Metin Alıntısı
###
Hıncal Uluç'u ağlatan 'dergilerin prensi Ercan Arıklı' yazısı
Sabah yazarı Hıncal Uluç, yazısında dergilerin prensi olarak bilinen medya patronu Ercan Arıklı'nın 17. ölüm yıl dönümünde onun hakkında yazılanlara yer verdi.
Dergilerin prensi olarak bilinen Ercan Arıklı, birçok gazetecinin gündeminde yer aldı. Ölümünün 17. yılında anılan Arıklı ile ilgili yazılanları köşesine taşıyan Hıncal Uluç, Emel Lakşe'nin yazısının kendisini ağlattığını belirtti.
İşte Uluç'u ağlatan yazı:
Geçen hafta içinde Ercan Arıklı'nın, benim arkadaşım,
kardeşim, patronum, Hıncal Uluç olmamda katkısı çok büyük
Ercan Arıklı'nın ölümünün 17. yılıydı. Vatan'da kurduğu dergi
gurubunun önde gelenlerinden Onur Yıldırım bir yazı ulaştırdı
bana..
"Dergilerin Prensi" Ercan Arıklı o kadar sıradışı, o
kadar alışılmadık bir patrondu ki birlikte çalıştığı
herkes, hayatında en az bir kere, kendine bu
soruyu sordu. Oysa cevap basitti. Böyle bir
patron olurdu ve vardı da... Bu yazı, Ercan
Arıklı'nın son çocuklarından 'Hayatın pimini çeken adam'a
bir selam olarak yazılmıştır" diyordu girişinde, ön
söz gibi, Emel Lakşe..
Onur'u aradım. "Emel'e söyle beni ağlattı" dedim..
İşte o yazı..
*
10 Ocak 2003... Güneşli ama soğuk bir kış gününde Ankara...
###
Bir veri kümesinden alınan kayıtlar
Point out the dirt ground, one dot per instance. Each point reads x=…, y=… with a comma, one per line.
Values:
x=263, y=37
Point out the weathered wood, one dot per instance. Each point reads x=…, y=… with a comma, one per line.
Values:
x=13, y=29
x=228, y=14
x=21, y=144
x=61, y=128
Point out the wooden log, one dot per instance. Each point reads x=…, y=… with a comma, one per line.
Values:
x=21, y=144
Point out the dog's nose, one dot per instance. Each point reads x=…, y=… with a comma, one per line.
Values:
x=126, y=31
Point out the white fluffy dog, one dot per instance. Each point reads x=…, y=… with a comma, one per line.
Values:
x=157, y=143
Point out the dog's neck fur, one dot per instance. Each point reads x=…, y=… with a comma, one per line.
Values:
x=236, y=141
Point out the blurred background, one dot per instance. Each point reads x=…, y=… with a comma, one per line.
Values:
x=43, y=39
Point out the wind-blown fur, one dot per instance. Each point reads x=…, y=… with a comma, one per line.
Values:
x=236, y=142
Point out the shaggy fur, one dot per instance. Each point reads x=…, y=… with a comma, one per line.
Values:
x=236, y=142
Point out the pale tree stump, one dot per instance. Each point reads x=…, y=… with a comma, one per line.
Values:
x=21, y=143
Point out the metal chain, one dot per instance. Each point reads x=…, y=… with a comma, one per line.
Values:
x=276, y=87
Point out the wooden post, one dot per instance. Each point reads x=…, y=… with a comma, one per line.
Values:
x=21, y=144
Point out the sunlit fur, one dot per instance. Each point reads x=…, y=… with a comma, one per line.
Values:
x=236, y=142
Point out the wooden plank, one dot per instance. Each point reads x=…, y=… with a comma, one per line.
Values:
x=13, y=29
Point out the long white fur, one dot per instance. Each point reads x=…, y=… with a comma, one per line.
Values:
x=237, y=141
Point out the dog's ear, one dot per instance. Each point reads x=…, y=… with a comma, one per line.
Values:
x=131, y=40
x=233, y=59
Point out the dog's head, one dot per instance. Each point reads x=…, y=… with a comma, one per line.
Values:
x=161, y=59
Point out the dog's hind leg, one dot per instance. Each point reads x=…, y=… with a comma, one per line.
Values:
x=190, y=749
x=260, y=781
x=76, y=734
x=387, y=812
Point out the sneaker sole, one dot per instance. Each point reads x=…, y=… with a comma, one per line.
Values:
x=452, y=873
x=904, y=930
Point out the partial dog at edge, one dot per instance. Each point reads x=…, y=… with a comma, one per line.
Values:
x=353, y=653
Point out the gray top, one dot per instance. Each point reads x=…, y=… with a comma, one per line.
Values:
###
Yapılacak Görevler
**a.** Ercan Arıklı hakkındaki metne göre Hıncal Uluç'u ağlatan yazı kime aittir?
**b.** Ercan Arıklı hakkındaki metinde ad ve soyadıyla geçen bütün kişileri sıralayın.
**c.** Ercan Arıklı hakkındaki metinden "Hıncal Uluç'u ağlatan" sözcüklerinden başlayıp "kendisini ağlattığını belirtti." sözcükleri de dahil olmak üzere o bölümü hiçbir değişiklik yapmadan aktarın.

Görev Yanıtları
**a.** Emel Lakşe'ye

**b.** Hıncal Uluç, Ercan Arıklı, Emel Lakşe, Onur Yıldırım

**c.**
Hıncal Uluç'u ağlatan 'dergilerin prensi Ercan Arıklı' yazısı
Sabah yazarı Hıncal Uluç, yazısında dergilerin prensi olarak bilinen medya patronu Ercan Arıklı'nın 17. ölüm yıl dönümünde onun hakkında yazılanlara yer verdi.
Dergilerin prensi olarak bilinen Ercan Arıklı, birçok gazetecinin gündeminde yer aldı. Ölümünün 17. yılında anılan Arıklı ile ilgili yazılanları köşesine taşıyan Hıncal Uluç, Emel Lakşe'nin yazısının kendisini ağlattığını belirtti.